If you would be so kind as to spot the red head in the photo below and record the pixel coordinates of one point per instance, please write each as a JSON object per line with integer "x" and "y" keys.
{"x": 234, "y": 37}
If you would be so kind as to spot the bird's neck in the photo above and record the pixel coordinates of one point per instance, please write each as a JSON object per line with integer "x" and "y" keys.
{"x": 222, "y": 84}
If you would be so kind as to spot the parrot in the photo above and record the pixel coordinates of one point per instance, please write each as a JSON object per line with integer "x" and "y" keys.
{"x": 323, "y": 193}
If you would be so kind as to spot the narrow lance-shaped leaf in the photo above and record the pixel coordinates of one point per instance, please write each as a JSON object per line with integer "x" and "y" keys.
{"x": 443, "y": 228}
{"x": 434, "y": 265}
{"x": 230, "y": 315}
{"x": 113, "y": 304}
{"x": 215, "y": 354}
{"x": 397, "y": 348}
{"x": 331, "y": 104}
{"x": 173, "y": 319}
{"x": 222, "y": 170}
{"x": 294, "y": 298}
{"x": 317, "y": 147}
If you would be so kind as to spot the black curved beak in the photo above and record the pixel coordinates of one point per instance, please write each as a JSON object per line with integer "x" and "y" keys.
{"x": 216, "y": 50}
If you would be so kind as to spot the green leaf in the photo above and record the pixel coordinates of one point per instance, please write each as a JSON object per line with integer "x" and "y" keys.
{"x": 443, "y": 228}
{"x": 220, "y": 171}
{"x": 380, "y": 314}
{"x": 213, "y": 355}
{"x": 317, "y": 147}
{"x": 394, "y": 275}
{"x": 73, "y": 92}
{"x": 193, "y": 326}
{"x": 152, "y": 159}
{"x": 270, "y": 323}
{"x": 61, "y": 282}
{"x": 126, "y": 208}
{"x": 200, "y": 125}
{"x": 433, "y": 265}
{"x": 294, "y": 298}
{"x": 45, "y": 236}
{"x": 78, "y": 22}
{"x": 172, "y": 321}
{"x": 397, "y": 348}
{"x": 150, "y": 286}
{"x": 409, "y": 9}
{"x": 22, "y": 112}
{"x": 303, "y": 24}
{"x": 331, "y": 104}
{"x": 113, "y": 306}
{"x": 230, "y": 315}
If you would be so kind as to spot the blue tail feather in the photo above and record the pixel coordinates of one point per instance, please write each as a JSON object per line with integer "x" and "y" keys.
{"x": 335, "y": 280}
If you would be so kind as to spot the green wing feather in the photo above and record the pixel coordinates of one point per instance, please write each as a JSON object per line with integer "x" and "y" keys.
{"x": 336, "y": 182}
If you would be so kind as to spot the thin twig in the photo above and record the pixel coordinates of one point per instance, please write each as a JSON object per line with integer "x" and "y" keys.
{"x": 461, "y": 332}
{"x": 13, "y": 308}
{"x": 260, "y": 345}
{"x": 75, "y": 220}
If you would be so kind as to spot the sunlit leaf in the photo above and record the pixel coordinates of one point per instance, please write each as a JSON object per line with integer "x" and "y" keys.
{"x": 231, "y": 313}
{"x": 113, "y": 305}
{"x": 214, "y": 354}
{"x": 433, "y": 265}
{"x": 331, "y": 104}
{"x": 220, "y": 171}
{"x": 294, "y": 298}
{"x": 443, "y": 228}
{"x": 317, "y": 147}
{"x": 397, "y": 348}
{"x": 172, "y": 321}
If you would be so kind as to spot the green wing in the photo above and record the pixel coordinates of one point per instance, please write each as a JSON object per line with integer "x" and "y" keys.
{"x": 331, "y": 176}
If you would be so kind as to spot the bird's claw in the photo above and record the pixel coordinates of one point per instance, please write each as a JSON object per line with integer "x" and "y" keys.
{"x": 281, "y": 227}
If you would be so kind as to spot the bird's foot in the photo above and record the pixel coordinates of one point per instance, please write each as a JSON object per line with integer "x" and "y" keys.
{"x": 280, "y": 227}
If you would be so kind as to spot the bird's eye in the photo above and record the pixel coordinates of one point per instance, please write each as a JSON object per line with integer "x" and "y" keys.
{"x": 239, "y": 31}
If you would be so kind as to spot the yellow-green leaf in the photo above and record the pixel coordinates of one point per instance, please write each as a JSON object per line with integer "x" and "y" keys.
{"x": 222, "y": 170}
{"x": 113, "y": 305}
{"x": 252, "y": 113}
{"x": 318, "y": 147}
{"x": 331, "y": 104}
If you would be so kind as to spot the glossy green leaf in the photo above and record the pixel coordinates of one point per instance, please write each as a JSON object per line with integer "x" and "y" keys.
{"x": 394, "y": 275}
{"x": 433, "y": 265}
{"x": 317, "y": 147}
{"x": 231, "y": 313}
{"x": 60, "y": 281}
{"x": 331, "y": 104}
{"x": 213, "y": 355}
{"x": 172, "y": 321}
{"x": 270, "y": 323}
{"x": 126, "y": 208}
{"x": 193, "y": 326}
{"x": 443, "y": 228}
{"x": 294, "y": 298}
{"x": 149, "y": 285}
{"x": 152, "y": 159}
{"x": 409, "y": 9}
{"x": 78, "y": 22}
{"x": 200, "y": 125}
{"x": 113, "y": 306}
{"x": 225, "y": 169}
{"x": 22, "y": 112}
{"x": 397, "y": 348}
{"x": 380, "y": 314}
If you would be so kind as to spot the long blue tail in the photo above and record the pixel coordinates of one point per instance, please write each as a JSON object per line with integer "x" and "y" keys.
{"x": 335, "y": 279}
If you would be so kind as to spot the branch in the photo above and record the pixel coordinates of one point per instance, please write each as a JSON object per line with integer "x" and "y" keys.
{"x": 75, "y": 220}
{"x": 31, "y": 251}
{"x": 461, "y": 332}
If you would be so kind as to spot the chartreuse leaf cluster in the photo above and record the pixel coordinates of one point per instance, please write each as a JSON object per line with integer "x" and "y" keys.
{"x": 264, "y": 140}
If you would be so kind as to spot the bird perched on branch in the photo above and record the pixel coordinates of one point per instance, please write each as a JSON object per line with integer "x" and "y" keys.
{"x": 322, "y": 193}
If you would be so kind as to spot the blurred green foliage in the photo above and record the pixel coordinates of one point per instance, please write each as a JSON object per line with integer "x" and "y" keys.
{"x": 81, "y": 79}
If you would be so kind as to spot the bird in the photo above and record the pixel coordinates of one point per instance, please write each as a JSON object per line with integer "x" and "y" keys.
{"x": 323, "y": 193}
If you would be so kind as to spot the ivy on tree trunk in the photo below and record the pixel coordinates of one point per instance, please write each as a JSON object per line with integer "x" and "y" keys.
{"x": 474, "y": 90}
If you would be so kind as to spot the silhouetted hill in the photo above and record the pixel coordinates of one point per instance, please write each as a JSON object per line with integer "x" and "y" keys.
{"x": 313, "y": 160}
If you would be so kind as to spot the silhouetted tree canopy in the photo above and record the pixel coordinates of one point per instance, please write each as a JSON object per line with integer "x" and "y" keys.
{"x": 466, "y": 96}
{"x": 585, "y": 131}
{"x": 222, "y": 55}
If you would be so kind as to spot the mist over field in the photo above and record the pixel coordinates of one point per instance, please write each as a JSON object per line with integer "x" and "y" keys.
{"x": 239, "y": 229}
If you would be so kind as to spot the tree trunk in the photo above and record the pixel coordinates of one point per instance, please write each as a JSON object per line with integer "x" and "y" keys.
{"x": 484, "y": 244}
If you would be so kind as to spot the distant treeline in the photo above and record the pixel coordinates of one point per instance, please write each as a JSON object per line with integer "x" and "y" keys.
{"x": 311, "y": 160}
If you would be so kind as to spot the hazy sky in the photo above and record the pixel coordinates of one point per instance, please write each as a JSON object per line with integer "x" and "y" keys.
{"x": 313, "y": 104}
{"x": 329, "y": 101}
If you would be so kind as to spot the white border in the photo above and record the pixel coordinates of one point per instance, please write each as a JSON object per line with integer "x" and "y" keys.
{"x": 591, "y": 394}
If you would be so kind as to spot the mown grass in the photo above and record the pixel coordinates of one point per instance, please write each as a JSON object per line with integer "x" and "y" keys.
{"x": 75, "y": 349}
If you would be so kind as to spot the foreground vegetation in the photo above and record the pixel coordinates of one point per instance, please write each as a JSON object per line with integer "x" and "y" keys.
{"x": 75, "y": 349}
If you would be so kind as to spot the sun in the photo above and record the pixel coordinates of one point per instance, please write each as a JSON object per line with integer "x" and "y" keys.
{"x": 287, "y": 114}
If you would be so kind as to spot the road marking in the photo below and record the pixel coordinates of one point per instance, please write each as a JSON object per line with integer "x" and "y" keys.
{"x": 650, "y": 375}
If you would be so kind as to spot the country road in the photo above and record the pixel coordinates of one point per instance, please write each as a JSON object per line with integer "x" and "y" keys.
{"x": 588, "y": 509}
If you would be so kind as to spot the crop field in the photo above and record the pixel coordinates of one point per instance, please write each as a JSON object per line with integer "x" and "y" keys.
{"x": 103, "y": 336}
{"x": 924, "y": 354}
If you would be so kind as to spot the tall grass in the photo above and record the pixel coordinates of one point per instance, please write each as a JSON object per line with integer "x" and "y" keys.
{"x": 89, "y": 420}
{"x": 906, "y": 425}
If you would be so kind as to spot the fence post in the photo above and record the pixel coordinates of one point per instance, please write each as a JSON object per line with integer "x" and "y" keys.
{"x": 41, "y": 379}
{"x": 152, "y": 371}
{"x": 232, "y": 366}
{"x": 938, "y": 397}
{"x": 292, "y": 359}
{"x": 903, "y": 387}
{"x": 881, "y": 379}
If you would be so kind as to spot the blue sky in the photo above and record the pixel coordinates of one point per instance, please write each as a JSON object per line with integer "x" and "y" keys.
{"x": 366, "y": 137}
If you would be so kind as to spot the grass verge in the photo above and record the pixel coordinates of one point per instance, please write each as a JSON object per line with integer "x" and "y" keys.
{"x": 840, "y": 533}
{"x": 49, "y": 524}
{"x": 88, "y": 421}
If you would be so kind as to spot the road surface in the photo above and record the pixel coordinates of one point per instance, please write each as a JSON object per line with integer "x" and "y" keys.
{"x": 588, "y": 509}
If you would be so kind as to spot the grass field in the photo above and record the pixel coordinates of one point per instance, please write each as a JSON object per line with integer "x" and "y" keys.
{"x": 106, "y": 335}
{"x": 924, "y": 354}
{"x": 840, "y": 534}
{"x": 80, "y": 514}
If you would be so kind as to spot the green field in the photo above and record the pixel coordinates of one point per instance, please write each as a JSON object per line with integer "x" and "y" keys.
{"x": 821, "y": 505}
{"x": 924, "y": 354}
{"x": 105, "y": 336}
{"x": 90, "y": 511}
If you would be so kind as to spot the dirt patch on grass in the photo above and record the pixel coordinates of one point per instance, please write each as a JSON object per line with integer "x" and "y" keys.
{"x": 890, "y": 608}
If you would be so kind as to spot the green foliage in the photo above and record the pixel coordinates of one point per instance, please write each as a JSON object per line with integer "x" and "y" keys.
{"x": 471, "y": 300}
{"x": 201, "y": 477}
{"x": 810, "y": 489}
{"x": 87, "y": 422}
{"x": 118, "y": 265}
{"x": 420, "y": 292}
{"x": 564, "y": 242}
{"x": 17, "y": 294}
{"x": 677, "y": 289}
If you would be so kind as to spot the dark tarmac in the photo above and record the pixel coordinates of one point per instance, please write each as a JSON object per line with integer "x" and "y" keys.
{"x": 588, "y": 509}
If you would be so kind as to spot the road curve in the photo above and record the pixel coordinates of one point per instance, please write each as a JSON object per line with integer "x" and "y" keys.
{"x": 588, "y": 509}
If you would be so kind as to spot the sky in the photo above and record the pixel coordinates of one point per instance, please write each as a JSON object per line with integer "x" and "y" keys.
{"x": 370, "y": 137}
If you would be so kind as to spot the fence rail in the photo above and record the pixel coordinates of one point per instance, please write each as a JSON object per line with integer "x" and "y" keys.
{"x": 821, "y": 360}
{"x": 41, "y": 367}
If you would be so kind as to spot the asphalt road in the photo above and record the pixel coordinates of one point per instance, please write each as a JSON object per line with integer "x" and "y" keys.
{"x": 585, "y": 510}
**********
Request: Rewrite the stretch of entries from the line containing "If you would be so kind as to spot the asphalt" through the end of the entries, both ends included. Keep every line, and change only the x and y coordinates in the answers: multiply each by 1.95 and round to a whole number, rounding halves up.

Answer to this exercise:
If you would be so kind as to spot the asphalt road in the photo above and record the pixel coordinates of one point per instance, please write each as a JSON object per line with integer "x" and "y" keys.
{"x": 1141, "y": 995}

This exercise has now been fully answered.